**Page excerpt**
>>>
In Melies' world, astronomers-turned-space travelers needed no protective suits or bubble helmets although they did carry umbrellas and encountered aliens who temporarily held them captive and tried to trail along on the frantic return trip.

The documentary and the landmark 16-minute "A Trip to the Moon" (its original title in French, "Le Voyage dans La Lune") celebrate Melies, the filmmaker brought to life in Martin Scorsese's "Hugo" by actor Ben Kingsley.

The Parisian (1861-1938) was a magician who transferred his conjuring tricks to the camera, retained a childlike sense of imagination and wonder and created evocative, hand-tinted films that recent Oscar winner Michel Hazanavicius ("The Artist") calls "naive, innocent and really beautiful ... bursting with poetry."
<<<
**Request A**
According to the Méliès passage, which actor portrayed Méliès in Martin Scorsese's "Hugo"?
**Request B**
Write the next few sentences of the Méliès passage, picking up after its final sentence.
The rows have nothing to do with the Méliès passage.

**Listed records**
>>>
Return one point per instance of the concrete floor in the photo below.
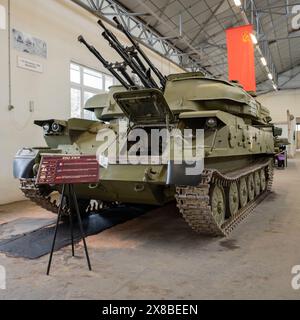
(158, 257)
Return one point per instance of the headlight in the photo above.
(46, 127)
(55, 127)
(211, 122)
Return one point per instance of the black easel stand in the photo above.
(73, 205)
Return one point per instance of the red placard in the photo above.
(241, 60)
(58, 169)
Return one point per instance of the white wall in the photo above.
(279, 102)
(58, 22)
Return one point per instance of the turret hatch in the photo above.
(144, 106)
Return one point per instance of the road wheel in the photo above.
(218, 205)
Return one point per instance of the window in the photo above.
(85, 83)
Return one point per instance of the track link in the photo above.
(194, 202)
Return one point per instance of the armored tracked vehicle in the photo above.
(238, 144)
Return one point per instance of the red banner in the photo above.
(241, 61)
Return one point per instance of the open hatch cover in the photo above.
(144, 106)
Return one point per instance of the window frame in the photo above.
(83, 88)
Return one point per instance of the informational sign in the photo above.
(30, 65)
(57, 169)
(25, 42)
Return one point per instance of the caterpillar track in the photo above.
(196, 206)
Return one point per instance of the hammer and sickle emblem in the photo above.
(246, 37)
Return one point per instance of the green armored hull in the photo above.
(237, 149)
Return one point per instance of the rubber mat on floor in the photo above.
(38, 243)
(22, 226)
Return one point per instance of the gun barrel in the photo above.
(105, 63)
(131, 62)
(160, 76)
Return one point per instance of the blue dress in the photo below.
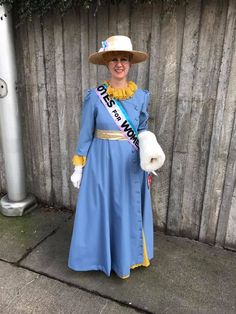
<<<
**Result A**
Ben Kingsley.

**Result B**
The hourlong film provides a primer on Melies, allows other directors such as Michel Gondry, Jean-Pierre Jeunet and Costa-Gavras to weigh in and gives a detailed account of how a hand-colored nitrate print of "Trip to the Moon" was discovered in 1993. Although marked "decomposed," it was resurrected with a years-long combination of skill, devotion and determination.

As someone says of the task of photographing 13,795 images and then reconstructing them, "It's madness, and that's what's so nice."

"The Extraordinary Voyage," in French and English with subtitles, and "A Trip to the Moon" will screen at 8 p.m. Monday through Thursday at the Regent Square Theater.